Start of Listed entries
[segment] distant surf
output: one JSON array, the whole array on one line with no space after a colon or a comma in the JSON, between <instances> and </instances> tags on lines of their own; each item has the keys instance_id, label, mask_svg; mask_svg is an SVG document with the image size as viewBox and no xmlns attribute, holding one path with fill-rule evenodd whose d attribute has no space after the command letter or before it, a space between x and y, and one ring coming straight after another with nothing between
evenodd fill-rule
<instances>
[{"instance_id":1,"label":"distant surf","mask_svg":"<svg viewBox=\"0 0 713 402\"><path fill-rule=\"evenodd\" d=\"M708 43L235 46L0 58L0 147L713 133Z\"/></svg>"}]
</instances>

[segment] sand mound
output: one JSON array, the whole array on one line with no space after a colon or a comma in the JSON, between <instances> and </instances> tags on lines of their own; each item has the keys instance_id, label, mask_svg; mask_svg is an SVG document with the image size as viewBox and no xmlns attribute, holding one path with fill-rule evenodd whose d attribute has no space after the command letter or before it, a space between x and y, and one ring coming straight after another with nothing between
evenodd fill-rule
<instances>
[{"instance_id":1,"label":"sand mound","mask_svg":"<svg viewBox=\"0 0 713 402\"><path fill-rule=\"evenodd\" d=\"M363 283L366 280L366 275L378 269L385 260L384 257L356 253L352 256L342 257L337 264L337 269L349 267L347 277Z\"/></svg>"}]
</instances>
End of Listed entries
## Description of the task
Give the stretch of the material from the line containing "[segment] sand mound" through the end as a Markdown table with columns named Row and Text, with one numbered row per line and blank lines left out.

## Exercise output
| Row | Text |
|---|---|
| 1 | [segment] sand mound |
| 2 | output: one JSON array, the whole array on one line with no space after a colon or a comma in the JSON, between <instances> and </instances> tags on lines of their own; each item has the keys instance_id, label, mask_svg; mask_svg is an SVG document with the image size as viewBox and no xmlns attribute, holding one path with fill-rule evenodd whose d attribute has no space after the command letter or before it, a space between x and y, and one ring coming straight after another with nothing between |
| 3 | evenodd fill-rule |
| 4 | <instances> |
| 5 | [{"instance_id":1,"label":"sand mound","mask_svg":"<svg viewBox=\"0 0 713 402\"><path fill-rule=\"evenodd\" d=\"M363 283L366 280L366 275L378 269L385 260L384 257L356 253L352 256L342 257L337 264L337 269L349 267L347 277Z\"/></svg>"}] |
| 6 | </instances> |